[Extracted records]

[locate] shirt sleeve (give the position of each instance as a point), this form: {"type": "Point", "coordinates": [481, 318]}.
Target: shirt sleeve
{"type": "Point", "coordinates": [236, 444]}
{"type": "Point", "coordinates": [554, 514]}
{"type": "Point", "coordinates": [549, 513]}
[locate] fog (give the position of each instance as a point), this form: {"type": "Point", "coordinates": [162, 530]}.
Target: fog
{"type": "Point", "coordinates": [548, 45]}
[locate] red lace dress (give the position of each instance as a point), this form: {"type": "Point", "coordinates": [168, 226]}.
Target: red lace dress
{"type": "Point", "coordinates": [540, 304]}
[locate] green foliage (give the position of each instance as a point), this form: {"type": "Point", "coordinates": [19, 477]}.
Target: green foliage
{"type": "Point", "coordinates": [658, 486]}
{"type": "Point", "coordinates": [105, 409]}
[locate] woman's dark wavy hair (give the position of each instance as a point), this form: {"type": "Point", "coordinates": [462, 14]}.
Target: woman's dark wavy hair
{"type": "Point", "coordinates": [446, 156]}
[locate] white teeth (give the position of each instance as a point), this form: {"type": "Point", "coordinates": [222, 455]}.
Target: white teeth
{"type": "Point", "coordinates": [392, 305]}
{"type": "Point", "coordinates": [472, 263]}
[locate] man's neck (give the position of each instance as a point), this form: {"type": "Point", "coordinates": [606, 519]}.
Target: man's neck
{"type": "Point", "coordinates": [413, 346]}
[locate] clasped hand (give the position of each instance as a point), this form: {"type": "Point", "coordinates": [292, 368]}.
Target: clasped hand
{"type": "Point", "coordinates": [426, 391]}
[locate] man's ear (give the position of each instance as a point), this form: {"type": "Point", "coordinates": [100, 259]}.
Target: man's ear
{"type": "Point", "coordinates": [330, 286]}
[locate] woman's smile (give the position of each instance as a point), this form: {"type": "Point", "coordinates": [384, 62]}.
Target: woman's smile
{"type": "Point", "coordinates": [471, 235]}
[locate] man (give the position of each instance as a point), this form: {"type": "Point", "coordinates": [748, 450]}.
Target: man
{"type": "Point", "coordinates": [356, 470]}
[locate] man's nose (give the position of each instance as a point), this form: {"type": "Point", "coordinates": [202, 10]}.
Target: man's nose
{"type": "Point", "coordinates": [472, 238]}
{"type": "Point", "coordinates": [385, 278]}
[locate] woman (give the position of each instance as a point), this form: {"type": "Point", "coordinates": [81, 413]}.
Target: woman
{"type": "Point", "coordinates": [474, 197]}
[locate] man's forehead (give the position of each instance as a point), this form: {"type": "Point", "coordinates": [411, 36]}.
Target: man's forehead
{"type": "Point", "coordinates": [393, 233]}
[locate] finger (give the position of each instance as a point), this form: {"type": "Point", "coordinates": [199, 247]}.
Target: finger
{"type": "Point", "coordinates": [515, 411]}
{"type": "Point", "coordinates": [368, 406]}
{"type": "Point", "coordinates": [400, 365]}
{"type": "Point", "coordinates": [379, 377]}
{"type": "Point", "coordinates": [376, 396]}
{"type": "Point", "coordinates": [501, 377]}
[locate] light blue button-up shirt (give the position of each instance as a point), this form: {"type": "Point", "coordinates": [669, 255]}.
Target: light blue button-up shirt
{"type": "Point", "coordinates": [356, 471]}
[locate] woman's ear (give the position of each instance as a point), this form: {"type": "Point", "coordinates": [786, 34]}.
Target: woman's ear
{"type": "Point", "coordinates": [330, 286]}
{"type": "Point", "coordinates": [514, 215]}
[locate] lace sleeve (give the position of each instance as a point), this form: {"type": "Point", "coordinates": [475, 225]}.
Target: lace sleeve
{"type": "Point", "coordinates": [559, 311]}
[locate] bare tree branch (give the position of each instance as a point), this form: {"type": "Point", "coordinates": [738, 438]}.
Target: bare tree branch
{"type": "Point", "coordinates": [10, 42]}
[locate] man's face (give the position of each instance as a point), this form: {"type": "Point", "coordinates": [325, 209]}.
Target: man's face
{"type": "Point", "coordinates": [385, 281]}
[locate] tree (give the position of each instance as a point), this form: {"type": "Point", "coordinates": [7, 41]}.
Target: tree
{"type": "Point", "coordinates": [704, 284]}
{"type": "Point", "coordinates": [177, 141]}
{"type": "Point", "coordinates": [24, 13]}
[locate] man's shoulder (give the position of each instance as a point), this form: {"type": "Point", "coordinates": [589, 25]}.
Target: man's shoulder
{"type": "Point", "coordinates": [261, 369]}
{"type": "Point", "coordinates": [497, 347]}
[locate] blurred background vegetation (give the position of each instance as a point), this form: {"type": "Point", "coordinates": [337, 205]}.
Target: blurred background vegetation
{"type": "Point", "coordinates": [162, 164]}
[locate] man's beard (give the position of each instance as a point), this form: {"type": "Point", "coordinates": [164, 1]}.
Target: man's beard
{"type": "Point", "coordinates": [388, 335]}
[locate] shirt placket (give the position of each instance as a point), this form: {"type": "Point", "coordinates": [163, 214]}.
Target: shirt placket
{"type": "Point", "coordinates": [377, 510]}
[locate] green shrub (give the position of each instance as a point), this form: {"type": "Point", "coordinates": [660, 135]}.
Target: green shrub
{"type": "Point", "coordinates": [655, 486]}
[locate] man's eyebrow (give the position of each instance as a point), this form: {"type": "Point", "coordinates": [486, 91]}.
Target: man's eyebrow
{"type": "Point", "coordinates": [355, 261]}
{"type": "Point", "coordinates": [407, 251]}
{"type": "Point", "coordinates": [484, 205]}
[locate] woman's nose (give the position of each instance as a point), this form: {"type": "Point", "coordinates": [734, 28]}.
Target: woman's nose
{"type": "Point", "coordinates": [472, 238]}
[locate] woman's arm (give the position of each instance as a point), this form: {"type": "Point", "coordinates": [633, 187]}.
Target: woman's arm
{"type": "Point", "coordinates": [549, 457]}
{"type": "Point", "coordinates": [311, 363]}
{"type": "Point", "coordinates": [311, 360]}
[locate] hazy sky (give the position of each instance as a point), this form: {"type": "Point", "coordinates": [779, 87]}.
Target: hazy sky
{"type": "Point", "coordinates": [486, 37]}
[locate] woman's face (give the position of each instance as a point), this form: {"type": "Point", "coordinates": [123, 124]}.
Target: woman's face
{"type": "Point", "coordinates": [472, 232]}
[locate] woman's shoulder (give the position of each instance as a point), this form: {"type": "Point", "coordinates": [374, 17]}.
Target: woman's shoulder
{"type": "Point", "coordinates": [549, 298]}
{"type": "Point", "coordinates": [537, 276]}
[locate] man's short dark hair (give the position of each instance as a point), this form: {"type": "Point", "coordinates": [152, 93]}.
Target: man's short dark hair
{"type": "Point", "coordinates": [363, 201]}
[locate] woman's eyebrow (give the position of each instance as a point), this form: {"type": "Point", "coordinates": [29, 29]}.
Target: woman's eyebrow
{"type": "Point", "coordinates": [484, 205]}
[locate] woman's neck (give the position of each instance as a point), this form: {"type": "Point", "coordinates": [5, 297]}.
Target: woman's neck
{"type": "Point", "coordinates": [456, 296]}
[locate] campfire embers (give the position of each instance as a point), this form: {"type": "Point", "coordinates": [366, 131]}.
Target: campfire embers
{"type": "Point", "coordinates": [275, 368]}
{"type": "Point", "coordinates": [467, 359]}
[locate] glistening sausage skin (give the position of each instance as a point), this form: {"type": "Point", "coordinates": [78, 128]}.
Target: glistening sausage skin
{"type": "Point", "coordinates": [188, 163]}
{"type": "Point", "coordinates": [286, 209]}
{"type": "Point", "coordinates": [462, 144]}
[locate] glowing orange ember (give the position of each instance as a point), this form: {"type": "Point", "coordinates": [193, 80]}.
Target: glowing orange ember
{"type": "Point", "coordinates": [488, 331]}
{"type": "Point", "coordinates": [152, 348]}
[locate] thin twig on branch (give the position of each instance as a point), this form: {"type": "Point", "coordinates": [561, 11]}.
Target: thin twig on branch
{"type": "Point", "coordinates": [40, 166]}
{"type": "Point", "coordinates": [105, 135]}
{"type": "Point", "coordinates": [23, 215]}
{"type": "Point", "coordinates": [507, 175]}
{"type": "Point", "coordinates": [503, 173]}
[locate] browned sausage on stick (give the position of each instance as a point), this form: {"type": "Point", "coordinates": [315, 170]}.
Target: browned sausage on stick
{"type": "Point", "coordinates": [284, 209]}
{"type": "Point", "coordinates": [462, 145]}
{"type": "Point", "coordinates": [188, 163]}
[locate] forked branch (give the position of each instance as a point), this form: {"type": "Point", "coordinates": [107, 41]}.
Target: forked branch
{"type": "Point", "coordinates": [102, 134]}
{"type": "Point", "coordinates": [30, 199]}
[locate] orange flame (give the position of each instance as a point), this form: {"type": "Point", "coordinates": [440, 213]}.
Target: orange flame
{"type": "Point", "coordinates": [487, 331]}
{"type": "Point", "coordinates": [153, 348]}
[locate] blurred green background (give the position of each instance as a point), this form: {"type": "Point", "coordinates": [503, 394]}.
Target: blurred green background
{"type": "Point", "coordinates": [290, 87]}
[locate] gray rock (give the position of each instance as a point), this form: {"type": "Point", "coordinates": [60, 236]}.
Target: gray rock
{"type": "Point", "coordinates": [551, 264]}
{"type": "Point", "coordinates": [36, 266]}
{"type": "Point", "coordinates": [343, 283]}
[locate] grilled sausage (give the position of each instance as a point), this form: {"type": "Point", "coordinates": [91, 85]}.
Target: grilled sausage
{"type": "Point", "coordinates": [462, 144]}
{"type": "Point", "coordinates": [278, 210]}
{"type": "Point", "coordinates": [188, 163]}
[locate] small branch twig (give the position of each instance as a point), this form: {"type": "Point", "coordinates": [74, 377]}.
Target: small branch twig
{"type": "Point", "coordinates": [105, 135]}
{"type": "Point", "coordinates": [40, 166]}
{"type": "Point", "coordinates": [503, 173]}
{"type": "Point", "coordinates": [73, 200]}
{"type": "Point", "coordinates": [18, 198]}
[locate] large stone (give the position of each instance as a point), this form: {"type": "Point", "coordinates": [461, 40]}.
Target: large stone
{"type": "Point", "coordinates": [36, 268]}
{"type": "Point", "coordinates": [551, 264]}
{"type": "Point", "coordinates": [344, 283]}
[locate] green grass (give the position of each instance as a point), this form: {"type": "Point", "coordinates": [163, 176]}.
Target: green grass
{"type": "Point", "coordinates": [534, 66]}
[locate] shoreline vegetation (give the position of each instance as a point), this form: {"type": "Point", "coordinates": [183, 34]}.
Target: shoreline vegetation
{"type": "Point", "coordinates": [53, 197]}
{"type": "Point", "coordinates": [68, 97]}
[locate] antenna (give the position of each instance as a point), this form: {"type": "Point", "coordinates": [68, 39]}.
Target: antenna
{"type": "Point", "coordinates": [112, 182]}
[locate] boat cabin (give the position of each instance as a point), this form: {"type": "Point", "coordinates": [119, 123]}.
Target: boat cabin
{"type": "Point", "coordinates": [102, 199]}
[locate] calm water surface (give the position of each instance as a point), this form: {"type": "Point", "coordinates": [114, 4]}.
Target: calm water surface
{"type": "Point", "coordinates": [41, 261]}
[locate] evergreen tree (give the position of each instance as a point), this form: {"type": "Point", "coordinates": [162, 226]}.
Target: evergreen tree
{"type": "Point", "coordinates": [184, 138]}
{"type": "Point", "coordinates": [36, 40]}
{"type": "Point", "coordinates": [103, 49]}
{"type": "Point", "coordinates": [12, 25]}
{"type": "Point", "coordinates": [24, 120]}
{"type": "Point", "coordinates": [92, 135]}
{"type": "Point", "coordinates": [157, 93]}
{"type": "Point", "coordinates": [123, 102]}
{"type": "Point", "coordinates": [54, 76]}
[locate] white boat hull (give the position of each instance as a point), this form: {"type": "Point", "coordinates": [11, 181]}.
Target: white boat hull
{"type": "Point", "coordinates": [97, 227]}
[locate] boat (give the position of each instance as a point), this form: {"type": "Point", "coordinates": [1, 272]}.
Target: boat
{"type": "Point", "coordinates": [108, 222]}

→ What you will do:
Copy out only the lines above from the one with "Target: man's shoulder" to the one with "[locate] shirt placket", inclusive, exactly as they stand.

→ Answer space:
Target: man's shoulder
{"type": "Point", "coordinates": [261, 369]}
{"type": "Point", "coordinates": [497, 347]}
[locate] blurred background vegetation (give the position of each instance as a point), this form: {"type": "Point", "coordinates": [337, 205]}.
Target: blurred background vegetation
{"type": "Point", "coordinates": [162, 164]}
[locate] man's beard (give the position of each instance as a point), this form: {"type": "Point", "coordinates": [164, 1]}.
Target: man's beard
{"type": "Point", "coordinates": [388, 335]}
[locate] shirt placket (give the position of each instance as a point), this form: {"type": "Point", "coordinates": [163, 214]}.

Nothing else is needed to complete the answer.